Dataset:

^^^^

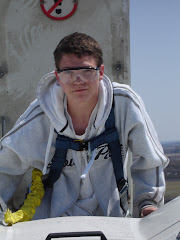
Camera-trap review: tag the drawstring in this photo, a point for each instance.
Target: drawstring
(90, 162)
(48, 148)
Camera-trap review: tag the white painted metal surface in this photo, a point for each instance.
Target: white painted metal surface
(163, 224)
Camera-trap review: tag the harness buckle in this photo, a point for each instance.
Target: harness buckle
(122, 186)
(83, 145)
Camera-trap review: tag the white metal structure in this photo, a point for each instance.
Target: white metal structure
(163, 224)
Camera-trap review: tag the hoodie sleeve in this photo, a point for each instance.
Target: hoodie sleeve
(149, 159)
(13, 165)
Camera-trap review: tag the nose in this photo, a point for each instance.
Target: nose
(77, 79)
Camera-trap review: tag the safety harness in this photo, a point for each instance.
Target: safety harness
(109, 136)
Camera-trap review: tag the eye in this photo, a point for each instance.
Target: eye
(87, 71)
(68, 72)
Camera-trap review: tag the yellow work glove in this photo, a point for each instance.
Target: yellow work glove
(33, 200)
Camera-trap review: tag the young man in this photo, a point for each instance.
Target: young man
(75, 105)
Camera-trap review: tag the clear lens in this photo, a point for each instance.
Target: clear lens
(69, 76)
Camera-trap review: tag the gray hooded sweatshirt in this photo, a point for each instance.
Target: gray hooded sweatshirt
(87, 183)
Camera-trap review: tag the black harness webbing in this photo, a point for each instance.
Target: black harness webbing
(110, 136)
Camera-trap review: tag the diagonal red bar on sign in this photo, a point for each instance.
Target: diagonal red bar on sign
(54, 6)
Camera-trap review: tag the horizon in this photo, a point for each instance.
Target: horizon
(155, 62)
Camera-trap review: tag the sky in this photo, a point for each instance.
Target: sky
(155, 62)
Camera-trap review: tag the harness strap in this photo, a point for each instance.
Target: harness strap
(110, 136)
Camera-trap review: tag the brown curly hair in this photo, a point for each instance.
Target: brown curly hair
(79, 44)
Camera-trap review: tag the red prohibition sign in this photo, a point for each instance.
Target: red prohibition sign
(48, 12)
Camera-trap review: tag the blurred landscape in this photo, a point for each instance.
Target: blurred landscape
(172, 172)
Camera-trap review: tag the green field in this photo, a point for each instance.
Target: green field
(172, 190)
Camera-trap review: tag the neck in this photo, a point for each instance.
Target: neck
(80, 115)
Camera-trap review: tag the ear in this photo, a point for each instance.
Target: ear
(101, 72)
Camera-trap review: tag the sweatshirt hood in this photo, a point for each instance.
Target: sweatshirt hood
(50, 96)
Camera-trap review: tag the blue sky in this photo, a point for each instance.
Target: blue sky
(155, 62)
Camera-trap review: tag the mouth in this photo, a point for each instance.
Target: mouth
(80, 90)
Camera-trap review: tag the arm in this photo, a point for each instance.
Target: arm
(13, 165)
(149, 162)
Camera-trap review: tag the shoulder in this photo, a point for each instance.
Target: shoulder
(124, 93)
(33, 115)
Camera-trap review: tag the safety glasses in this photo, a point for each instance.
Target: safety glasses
(70, 75)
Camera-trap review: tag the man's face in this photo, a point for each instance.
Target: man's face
(80, 89)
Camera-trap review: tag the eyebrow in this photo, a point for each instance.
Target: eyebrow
(78, 68)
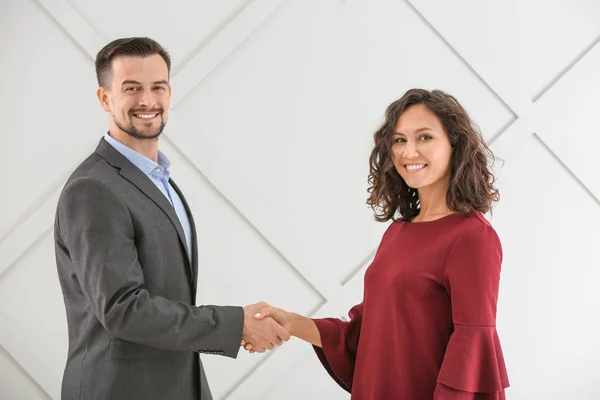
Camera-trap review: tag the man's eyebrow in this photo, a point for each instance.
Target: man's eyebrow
(131, 82)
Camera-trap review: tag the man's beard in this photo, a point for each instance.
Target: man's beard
(131, 130)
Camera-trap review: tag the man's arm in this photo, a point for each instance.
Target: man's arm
(97, 230)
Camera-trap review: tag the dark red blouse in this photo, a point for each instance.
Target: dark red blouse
(426, 328)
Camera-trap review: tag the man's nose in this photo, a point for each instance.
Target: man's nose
(410, 150)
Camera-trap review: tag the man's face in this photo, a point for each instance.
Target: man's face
(139, 96)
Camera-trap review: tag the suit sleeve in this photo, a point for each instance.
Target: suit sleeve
(473, 367)
(97, 231)
(340, 342)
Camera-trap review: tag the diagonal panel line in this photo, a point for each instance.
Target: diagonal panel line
(221, 46)
(575, 178)
(245, 200)
(23, 370)
(566, 69)
(246, 220)
(22, 349)
(468, 65)
(211, 37)
(81, 32)
(288, 356)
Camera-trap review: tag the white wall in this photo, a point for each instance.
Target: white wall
(274, 105)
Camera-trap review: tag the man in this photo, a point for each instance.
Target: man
(127, 257)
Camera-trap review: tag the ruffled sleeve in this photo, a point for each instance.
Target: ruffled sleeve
(473, 367)
(340, 341)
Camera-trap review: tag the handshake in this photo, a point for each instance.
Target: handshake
(265, 327)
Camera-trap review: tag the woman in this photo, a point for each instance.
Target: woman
(426, 326)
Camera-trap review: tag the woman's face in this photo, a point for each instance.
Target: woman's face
(421, 150)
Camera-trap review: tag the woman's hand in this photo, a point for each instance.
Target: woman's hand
(281, 316)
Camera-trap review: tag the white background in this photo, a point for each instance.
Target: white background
(273, 109)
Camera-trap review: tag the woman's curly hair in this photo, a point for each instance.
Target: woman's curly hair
(471, 181)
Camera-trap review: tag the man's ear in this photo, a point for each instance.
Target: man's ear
(102, 94)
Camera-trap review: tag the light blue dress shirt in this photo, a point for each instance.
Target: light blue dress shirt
(159, 175)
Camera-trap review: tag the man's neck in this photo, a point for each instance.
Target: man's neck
(146, 147)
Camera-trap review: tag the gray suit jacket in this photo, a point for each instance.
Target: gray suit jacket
(129, 289)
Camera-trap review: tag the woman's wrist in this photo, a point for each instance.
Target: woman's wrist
(295, 321)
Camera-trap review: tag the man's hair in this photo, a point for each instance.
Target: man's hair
(471, 180)
(135, 46)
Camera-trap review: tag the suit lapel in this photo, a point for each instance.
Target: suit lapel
(133, 174)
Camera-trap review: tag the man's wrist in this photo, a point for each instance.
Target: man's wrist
(295, 324)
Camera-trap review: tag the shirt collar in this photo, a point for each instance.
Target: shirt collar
(146, 165)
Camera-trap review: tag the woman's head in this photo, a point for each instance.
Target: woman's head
(426, 140)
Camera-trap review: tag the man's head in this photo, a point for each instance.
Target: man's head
(133, 79)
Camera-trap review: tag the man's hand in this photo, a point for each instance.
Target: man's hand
(281, 317)
(263, 333)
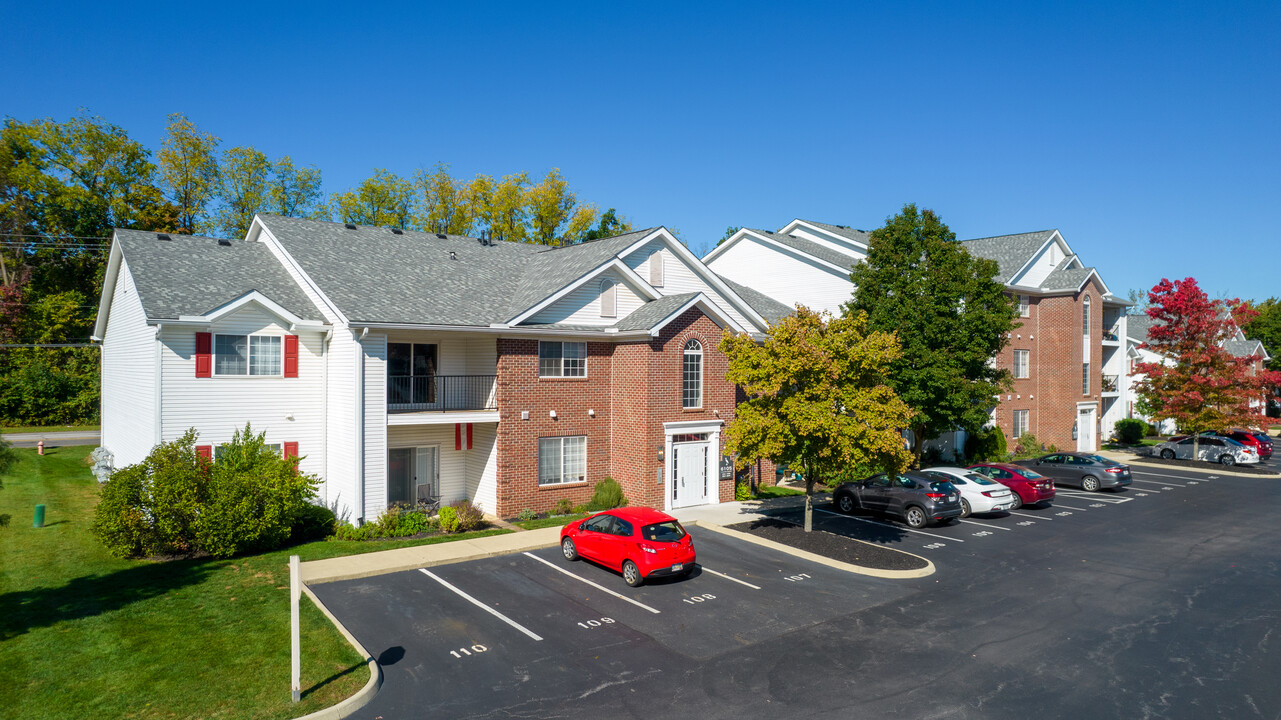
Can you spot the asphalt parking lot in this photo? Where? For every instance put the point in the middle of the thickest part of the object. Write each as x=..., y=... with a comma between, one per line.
x=1158, y=601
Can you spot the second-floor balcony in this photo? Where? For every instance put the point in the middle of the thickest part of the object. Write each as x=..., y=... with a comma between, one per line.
x=425, y=393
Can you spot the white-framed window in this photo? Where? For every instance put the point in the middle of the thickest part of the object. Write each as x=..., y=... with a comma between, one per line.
x=692, y=376
x=1021, y=364
x=561, y=359
x=656, y=268
x=609, y=299
x=1021, y=423
x=561, y=460
x=247, y=355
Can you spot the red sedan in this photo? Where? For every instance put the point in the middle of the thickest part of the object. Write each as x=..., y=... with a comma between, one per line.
x=638, y=542
x=1029, y=487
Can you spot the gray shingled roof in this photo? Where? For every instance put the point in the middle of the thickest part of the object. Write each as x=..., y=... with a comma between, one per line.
x=375, y=276
x=810, y=247
x=765, y=306
x=849, y=233
x=1010, y=251
x=191, y=274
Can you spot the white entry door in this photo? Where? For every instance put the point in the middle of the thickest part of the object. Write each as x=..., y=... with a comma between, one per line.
x=689, y=474
x=1085, y=431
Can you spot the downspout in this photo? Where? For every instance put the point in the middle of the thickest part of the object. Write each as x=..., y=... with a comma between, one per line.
x=360, y=425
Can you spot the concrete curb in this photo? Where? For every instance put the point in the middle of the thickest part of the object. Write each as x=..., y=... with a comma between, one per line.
x=1209, y=466
x=364, y=695
x=812, y=557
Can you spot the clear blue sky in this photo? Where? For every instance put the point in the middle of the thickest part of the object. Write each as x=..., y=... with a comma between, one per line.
x=1149, y=133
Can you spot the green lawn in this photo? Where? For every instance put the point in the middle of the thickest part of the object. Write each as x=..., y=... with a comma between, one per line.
x=50, y=429
x=86, y=636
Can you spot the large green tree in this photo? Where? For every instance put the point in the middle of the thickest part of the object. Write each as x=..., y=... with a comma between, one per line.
x=817, y=397
x=951, y=317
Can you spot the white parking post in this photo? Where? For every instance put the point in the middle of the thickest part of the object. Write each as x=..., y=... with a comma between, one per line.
x=295, y=642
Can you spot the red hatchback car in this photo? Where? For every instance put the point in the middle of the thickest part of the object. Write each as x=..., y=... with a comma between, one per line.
x=1029, y=487
x=638, y=542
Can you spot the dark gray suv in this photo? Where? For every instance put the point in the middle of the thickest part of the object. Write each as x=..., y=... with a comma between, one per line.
x=917, y=499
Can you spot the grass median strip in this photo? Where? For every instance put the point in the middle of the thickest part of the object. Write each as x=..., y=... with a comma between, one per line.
x=86, y=636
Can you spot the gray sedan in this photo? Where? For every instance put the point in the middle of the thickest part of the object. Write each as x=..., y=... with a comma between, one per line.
x=1081, y=469
x=1222, y=450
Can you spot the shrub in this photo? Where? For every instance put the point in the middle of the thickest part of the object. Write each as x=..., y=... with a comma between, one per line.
x=448, y=519
x=313, y=523
x=607, y=495
x=987, y=446
x=1130, y=431
x=469, y=515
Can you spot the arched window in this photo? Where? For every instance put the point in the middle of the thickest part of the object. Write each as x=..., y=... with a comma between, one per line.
x=692, y=376
x=609, y=299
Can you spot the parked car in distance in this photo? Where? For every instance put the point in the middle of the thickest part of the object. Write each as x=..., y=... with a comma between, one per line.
x=1212, y=449
x=916, y=497
x=1081, y=469
x=638, y=542
x=979, y=493
x=1028, y=486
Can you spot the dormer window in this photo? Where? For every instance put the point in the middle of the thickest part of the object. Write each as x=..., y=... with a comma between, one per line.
x=609, y=299
x=656, y=268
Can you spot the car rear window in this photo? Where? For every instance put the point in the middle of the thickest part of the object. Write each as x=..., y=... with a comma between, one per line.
x=664, y=532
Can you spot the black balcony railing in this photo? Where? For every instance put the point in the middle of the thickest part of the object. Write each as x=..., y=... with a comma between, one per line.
x=441, y=392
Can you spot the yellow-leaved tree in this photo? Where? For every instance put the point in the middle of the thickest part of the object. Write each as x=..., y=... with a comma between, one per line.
x=817, y=397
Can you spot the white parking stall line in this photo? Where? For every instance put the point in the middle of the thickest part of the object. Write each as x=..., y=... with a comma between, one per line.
x=987, y=525
x=728, y=578
x=600, y=587
x=481, y=605
x=887, y=525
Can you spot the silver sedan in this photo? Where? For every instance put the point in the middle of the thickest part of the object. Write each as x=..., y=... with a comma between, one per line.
x=1225, y=451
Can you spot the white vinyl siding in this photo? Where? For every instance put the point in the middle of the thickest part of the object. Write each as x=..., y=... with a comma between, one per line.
x=582, y=306
x=219, y=406
x=128, y=376
x=784, y=274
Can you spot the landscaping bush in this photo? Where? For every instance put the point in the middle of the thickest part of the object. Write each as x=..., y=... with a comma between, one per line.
x=313, y=523
x=469, y=515
x=987, y=446
x=607, y=495
x=448, y=519
x=176, y=502
x=1130, y=431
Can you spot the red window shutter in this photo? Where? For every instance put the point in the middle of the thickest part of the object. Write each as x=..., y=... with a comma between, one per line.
x=204, y=355
x=291, y=356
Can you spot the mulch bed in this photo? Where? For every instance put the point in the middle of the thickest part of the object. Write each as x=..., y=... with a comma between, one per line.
x=829, y=545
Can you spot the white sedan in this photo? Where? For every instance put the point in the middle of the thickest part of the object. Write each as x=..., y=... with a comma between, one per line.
x=978, y=493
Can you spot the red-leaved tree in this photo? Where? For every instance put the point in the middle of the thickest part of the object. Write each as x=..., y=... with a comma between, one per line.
x=1202, y=386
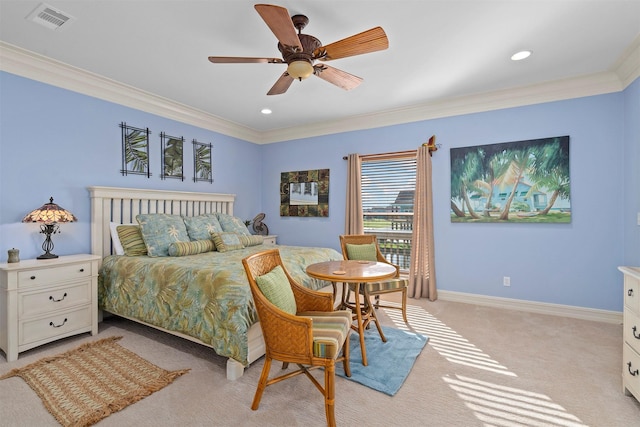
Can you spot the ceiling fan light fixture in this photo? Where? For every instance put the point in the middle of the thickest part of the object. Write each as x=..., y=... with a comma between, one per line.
x=300, y=69
x=518, y=56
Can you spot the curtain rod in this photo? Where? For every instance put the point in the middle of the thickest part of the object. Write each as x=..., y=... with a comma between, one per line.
x=431, y=144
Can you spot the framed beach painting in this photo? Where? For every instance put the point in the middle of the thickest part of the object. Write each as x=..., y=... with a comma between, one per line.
x=512, y=182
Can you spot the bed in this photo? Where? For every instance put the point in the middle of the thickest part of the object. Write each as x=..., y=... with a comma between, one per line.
x=202, y=296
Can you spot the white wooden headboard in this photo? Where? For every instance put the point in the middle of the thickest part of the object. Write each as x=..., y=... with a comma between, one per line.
x=121, y=205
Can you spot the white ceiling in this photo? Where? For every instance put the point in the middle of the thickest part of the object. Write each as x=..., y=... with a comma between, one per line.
x=438, y=51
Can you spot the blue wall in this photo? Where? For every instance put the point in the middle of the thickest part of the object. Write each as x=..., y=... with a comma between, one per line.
x=54, y=142
x=631, y=180
x=572, y=264
x=47, y=131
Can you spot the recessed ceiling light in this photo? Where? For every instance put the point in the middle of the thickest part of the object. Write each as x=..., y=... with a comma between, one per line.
x=520, y=55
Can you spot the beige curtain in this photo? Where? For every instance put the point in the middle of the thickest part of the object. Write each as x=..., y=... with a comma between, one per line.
x=353, y=215
x=422, y=271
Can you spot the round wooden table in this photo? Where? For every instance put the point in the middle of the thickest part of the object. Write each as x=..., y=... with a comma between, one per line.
x=359, y=273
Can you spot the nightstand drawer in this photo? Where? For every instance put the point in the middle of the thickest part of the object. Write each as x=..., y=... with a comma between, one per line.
x=46, y=327
x=631, y=370
x=52, y=275
x=54, y=299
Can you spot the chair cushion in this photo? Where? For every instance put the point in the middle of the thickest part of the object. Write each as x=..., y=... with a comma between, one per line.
x=363, y=252
x=330, y=330
x=276, y=288
x=384, y=286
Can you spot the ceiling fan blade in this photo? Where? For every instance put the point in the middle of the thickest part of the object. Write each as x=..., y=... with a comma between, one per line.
x=337, y=77
x=366, y=42
x=281, y=85
x=278, y=20
x=242, y=60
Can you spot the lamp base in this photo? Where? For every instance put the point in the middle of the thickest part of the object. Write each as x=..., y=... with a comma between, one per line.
x=48, y=255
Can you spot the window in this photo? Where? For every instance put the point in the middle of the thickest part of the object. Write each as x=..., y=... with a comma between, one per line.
x=388, y=185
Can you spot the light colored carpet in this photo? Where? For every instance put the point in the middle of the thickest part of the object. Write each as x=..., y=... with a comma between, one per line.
x=482, y=367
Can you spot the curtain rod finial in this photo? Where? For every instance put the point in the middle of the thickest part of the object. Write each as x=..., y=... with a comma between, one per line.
x=431, y=144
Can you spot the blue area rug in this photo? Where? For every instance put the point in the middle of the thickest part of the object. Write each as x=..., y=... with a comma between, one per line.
x=389, y=362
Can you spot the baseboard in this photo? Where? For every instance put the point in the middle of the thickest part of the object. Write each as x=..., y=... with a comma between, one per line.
x=593, y=314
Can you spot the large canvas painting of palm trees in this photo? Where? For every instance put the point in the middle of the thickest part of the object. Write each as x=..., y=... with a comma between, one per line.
x=523, y=181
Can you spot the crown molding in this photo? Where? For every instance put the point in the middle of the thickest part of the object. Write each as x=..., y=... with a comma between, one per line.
x=37, y=67
x=597, y=84
x=27, y=64
x=628, y=66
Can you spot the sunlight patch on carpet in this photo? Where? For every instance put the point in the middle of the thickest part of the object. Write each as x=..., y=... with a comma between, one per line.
x=447, y=342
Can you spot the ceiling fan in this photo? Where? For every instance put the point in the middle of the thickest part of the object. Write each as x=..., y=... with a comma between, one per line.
x=300, y=51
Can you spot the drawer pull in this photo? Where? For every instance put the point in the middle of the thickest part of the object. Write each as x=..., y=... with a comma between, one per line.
x=65, y=321
x=51, y=298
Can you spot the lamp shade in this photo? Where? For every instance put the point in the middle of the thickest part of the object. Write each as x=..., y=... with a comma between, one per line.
x=49, y=213
x=300, y=69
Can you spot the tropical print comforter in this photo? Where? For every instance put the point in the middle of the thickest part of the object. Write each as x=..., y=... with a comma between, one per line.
x=205, y=296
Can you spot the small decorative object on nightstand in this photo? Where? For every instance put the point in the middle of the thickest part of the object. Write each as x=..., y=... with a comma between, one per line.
x=270, y=240
x=43, y=301
x=260, y=227
x=13, y=255
x=49, y=215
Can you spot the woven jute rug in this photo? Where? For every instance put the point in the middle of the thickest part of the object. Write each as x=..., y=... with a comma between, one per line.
x=89, y=383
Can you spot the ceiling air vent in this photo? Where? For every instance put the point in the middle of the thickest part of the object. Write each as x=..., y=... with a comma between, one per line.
x=50, y=17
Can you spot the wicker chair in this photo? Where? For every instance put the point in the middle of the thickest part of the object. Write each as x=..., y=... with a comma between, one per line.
x=375, y=289
x=315, y=336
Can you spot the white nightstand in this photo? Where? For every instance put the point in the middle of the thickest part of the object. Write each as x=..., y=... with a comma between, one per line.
x=270, y=239
x=45, y=300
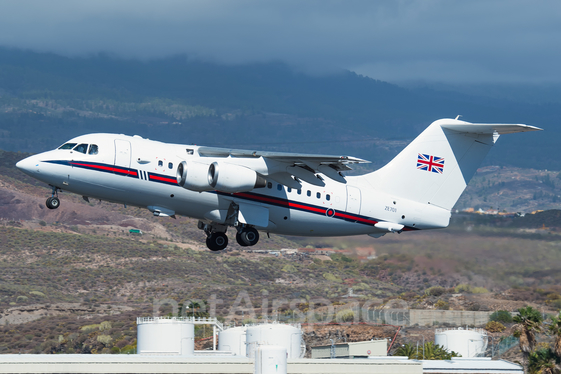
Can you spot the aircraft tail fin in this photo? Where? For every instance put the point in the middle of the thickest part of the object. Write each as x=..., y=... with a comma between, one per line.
x=437, y=166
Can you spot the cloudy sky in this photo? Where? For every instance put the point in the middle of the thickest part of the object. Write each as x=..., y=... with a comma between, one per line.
x=432, y=40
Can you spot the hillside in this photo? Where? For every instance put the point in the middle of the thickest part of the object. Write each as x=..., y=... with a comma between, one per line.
x=46, y=99
x=73, y=280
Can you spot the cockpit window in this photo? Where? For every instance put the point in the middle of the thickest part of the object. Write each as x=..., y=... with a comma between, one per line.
x=82, y=148
x=67, y=146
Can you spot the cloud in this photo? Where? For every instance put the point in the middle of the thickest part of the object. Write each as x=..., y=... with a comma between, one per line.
x=453, y=41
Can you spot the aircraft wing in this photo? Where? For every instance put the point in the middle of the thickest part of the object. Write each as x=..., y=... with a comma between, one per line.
x=337, y=162
x=482, y=128
x=299, y=165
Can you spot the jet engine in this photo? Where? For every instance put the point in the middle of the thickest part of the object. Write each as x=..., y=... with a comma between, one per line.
x=193, y=176
x=232, y=178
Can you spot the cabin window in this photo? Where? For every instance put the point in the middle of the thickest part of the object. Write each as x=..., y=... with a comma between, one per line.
x=82, y=148
x=67, y=146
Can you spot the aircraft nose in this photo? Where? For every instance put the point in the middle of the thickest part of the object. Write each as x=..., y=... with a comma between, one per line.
x=28, y=165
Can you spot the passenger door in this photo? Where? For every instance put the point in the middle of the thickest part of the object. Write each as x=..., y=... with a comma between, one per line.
x=122, y=153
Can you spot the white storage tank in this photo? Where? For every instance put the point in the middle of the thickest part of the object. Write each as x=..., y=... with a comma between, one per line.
x=466, y=342
x=165, y=336
x=282, y=335
x=270, y=359
x=233, y=340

^^^^

Exercise:
Repeat only the lines running from the line that contains "Can you spot the passenger" through the last line above, inclusive.

Answer area:
Can you spot the passenger door in this photo? Where? For every instance put the point in the middle of the thickest part of the object. Write each as x=..., y=... with a comma between, one per line.
x=122, y=153
Can you spot the white storage tank in this photo? Where? For every instance put the point in the middle of the thickest part of the object. Write each as x=..., y=... with a comma between, one per line.
x=466, y=342
x=165, y=336
x=282, y=335
x=270, y=359
x=233, y=340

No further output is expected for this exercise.